MATERIAL FOR THE TASK
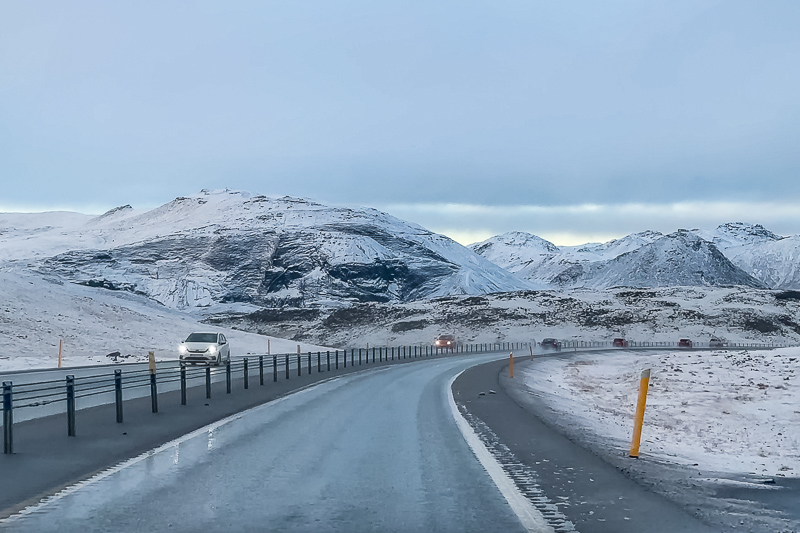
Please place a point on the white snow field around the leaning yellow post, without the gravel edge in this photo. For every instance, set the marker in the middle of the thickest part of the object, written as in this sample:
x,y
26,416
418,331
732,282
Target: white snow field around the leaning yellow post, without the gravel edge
x,y
731,411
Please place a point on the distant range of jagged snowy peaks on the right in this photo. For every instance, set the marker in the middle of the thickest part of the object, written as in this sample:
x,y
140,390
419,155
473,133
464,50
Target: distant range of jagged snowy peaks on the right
x,y
732,254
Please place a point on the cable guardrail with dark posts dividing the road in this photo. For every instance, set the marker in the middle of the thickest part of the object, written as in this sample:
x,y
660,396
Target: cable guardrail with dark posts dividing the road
x,y
73,388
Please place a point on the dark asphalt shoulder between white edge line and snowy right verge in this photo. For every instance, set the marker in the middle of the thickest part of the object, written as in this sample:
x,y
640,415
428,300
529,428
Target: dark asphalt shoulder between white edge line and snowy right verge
x,y
589,492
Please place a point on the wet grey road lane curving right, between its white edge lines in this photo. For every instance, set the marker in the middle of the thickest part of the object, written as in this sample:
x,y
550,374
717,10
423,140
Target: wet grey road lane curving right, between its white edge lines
x,y
371,451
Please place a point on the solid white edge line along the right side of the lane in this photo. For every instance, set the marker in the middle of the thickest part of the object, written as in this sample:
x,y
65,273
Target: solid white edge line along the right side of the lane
x,y
531,518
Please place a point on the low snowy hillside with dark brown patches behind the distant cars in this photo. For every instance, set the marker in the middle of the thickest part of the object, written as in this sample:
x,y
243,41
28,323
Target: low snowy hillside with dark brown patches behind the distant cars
x,y
738,314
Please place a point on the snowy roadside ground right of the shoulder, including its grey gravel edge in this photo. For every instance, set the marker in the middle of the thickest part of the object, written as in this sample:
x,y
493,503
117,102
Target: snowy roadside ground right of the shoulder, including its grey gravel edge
x,y
721,430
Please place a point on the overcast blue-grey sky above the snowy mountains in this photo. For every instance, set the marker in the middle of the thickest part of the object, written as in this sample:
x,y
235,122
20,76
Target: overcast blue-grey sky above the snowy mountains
x,y
576,121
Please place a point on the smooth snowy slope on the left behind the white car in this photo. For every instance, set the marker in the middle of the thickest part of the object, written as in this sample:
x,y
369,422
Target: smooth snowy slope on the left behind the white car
x,y
36,312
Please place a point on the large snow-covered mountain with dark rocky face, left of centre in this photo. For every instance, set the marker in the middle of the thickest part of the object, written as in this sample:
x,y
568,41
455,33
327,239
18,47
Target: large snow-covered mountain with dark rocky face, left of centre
x,y
231,247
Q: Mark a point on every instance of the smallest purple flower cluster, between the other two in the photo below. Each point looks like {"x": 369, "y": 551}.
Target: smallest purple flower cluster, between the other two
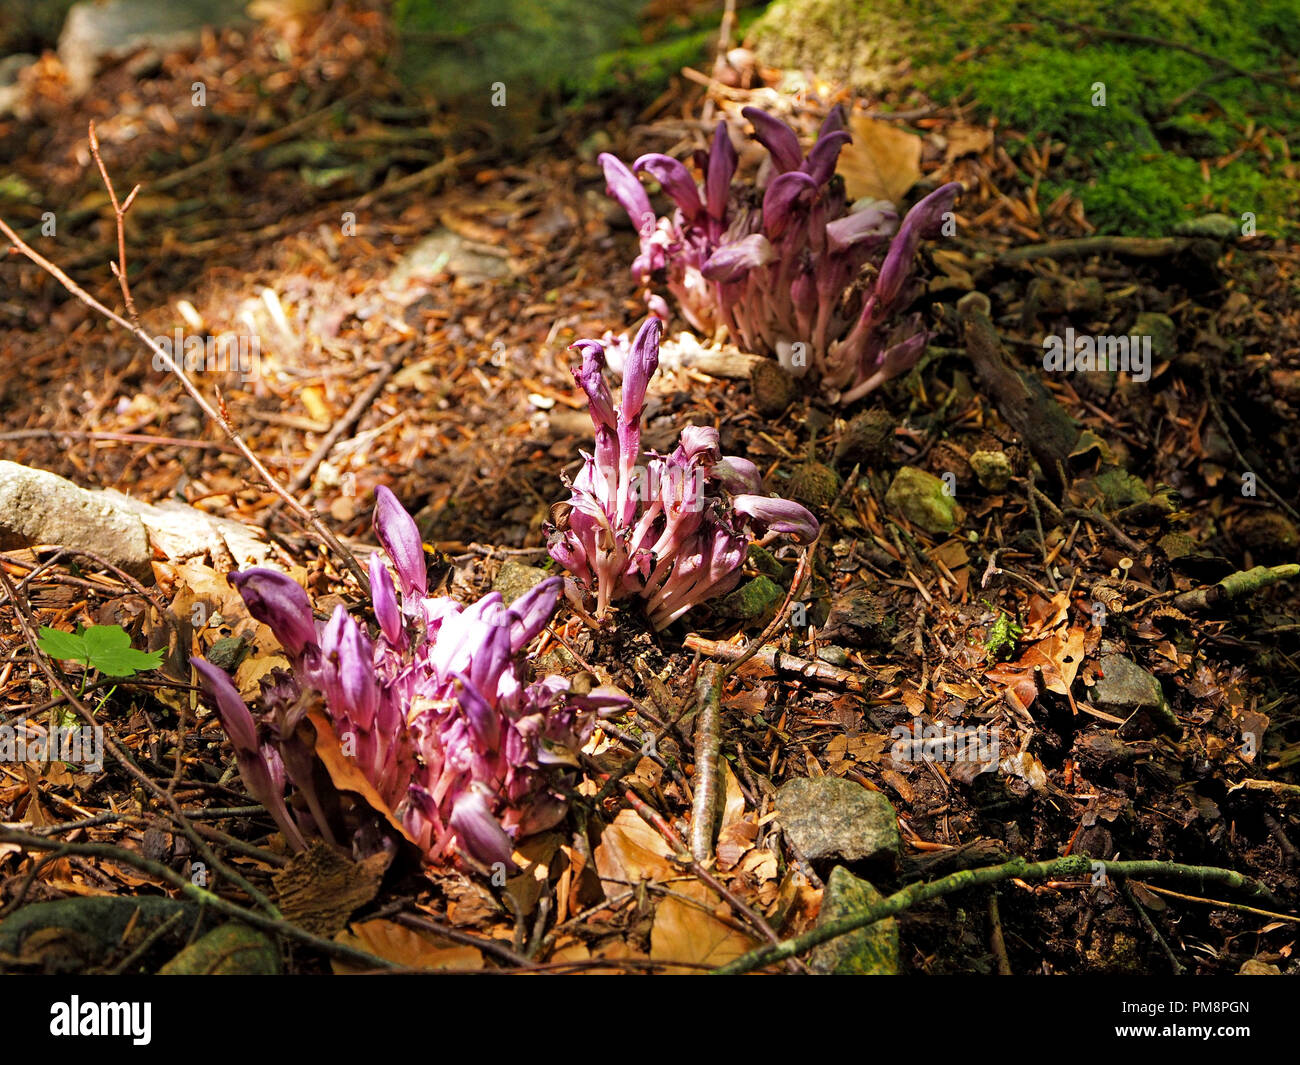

ASSIGNMENT
Copy the records exactly. Skip the pictures.

FINISHED TASK
Please place a point on the white snow field around the leaning yellow post, without the gravel edge in this photo. For every instance, set the marker in the middle of the thickest part of the object, written as in this sample:
x,y
26,416
418,331
732,282
Target: white snow field around the leaning yellow post, without the gravel edge
x,y
731,411
Please place a point on the distant range of jagged snowy peaks on the right in this photo. For every instance, set the marker in the middle of the thickest part of the object, written as in this sample:
x,y
140,390
419,155
473,133
464,50
Target: distant range of jagged snowy peaks on the right
x,y
732,254
Please place a point on the cable guardrail with dark posts dividing the road in this photo. For every instance, set the marker in the middle of the thickest part of the object, written as in this sample:
x,y
660,396
Target: cable guardrail with dark posts dividing the road
x,y
73,388
Please place a point on the dark asphalt shoulder between white edge line and snowy right verge in this photo. For every instance, set the marker in the middle of the thickest part of the object, written as in this sample:
x,y
640,415
428,300
529,428
Target: dark asphalt shoulder between white edge line and snowy right verge
x,y
589,492
Please place a point on the wet grey road lane curving right, between its white edge lines in this photo. For every instance, set the marker in the middle of the thickest part of the object, written as in this sample:
x,y
550,374
717,10
423,140
Target: wet grey road lane curving right, between its white edge lines
x,y
371,451
Please place a point on the solid white edge line along the right side of the lane in this photo. For every instance, set the marker in the middle of the thickest part of the object, written as in this sample:
x,y
65,273
Target: solid white edge line along the right side of the lane
x,y
531,518
Please place a point on the low snowy hillside with dark brown patches behind the distant cars in this photo. For every instance, set the marker in the middle of the thickest part of the object, written as in this sample:
x,y
243,41
28,323
Target: low snowy hillside with dark brown patches behind the distant cars
x,y
738,314
Please place a point on the snowy roadside ground right of the shoulder, including its grey gravel edge in this photo. For every instance, set the marker in the middle of the thickest part of the object, written as in this sample:
x,y
493,503
117,102
Target: snowy roadside ground right of the shoulder, including its grey gravel edge
x,y
721,430
Please place a point on the overcast blue-grey sky above the snowy mountains in this photo. For every instance, set the marker in the middle of the thickest part of the object, written as in this sample:
x,y
235,122
20,76
Target: overcast blue-grey sky above the snowy mountains
x,y
576,121
Please place a point on the smooth snowy slope on the left behind the white car in this photo. For every instance, set the marker in the middle of the thickest part of the object, written as in this sample:
x,y
369,422
Target: smooth snowy slope on the left behind the white car
x,y
36,312
Please place a point on the large snow-covered mountain with dark rocky face, left of centre in this photo. For every instance, set the marker in the middle of the thickest part of the object, written as in this sample:
x,y
568,41
455,33
327,239
18,47
Target: large snow-covered mountain with dark rocky face, left of centre
x,y
231,247
Q: Mark a point on every instance of the smallest purple flower cluster, between the other two in the photo below. Each point looks like {"x": 369, "y": 551}.
Target: smallest purple flower cluster, between the other two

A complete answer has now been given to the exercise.